• [TASK GOAL]
Keep the pictures out. Restate the entries below word for word.

• [DATA PROVIDED]

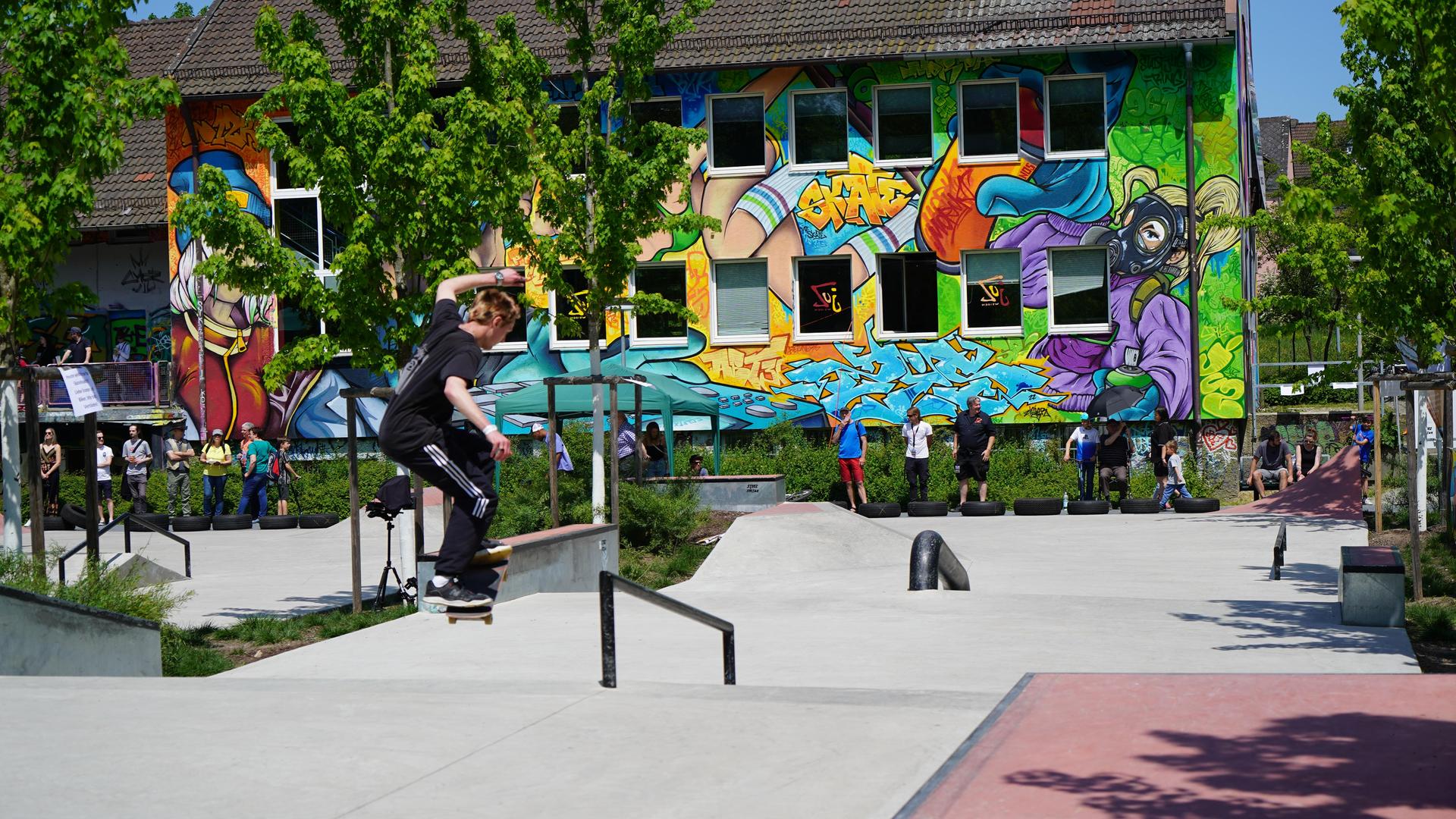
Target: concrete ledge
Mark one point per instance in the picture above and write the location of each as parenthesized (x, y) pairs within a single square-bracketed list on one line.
[(47, 637), (568, 558), (731, 493)]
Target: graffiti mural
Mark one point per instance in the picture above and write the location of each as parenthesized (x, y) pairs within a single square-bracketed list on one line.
[(826, 343)]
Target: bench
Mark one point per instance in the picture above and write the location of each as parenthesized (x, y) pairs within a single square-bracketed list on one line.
[(1372, 586)]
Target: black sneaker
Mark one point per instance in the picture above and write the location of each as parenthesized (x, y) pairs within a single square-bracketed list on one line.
[(456, 596)]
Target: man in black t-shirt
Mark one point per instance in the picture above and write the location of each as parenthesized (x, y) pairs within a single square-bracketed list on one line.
[(417, 433)]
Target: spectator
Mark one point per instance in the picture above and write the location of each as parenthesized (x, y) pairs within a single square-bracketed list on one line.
[(971, 447), (1272, 461), (1308, 455), (137, 453), (1163, 433), (52, 472), (655, 447), (286, 475), (695, 466), (178, 453), (1175, 479), (1112, 457), (918, 453), (77, 349), (1084, 439), (255, 474), (216, 457), (563, 457), (104, 457), (851, 438)]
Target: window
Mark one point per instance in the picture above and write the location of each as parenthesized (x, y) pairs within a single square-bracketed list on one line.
[(669, 281), (740, 302), (1076, 115), (820, 127), (736, 133), (992, 303), (823, 302), (989, 120), (1078, 290), (908, 297), (903, 124)]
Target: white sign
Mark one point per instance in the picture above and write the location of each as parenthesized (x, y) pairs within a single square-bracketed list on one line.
[(82, 391)]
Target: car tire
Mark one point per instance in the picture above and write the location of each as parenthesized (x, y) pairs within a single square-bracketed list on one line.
[(318, 521), (1030, 506), (1138, 506), (1088, 507)]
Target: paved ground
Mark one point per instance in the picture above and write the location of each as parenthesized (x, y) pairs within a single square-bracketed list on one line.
[(852, 691)]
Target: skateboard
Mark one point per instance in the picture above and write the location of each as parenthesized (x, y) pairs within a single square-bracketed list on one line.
[(485, 575)]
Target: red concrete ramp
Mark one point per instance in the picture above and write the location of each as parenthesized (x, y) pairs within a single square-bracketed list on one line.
[(1273, 746), (1334, 490)]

• [ANSWER FOR THE TASK]
Target: concrete ledge
Mark one point per instance in the picture above and write the location of each as parenthesized (x, y) pairs within a single square-bracketed list on one line.
[(47, 637), (568, 558), (731, 493)]
Target: graffiti mural
Mark one point per instance in the picture above and write the location of each as parenthesized (x, y) pairs within a single square-bracketed list on one line.
[(826, 343)]
Target: bench
Mark one point per instance in the picture above and write the location of each as parenthesized (x, y) pairs within a single square-bracketed list on one line.
[(1372, 586)]
Target: black sneaker
Mark one point per instance in the picture above and write the location of each as parenthesized (x, y) pairs within a single square-bracketed list on one line.
[(456, 596)]
Target: man in black t-shirt
Mark one point per instance in the picture above and write the location of each as parenthesized (x, y) pairs within a single square-bracketed list on one line.
[(417, 433)]
Target: spectator
Mark one point per instance in the picture above and write the location of each as parenthesized (x, y) pairs within a single square-bracketed list on one line.
[(971, 447), (1272, 461), (1308, 455), (137, 453), (1163, 433), (52, 472), (655, 447), (286, 475), (695, 466), (178, 453), (1175, 479), (1112, 457), (918, 453), (77, 349), (1084, 439), (255, 474), (216, 457), (563, 457), (104, 457), (851, 438)]
Target: window
Mark one point per instance in the picture above and write the location of each as parenthesized (x, y) pairs within a single square-bracketed list on one line.
[(669, 281), (740, 302), (1076, 115), (820, 127), (736, 133), (992, 303), (823, 302), (989, 120), (1078, 290), (908, 297), (903, 124)]
Target: white sign
Mark one point per instance in the picture above and write the location of each as parenthesized (x, y) pairs within a single square-bracketed list on one line.
[(82, 391)]
Target: car tire
Mark one point per instance in the picture above and write the location of each as parenthesized (x, y) pairs within a single square-bracketed list on one line.
[(318, 521), (1030, 506), (1138, 506), (1088, 507)]
Target: paved ground
Mark one point per instance in the picture above and write the location of each as parenthesized (x, y) pairs within a single square-bracketed list on one line.
[(852, 691)]
Target: skateboard
Mark one point per instance in the picture above and write the location of each as parenthesized (x, y) pairs within a single square-bracketed list on one line.
[(485, 575)]
Target: red concrete ramp
Mark one point per instance in the picture above and write the location of each as parenthesized (x, y) pairs within a single square-bracketed list on one line.
[(1273, 746), (1334, 490)]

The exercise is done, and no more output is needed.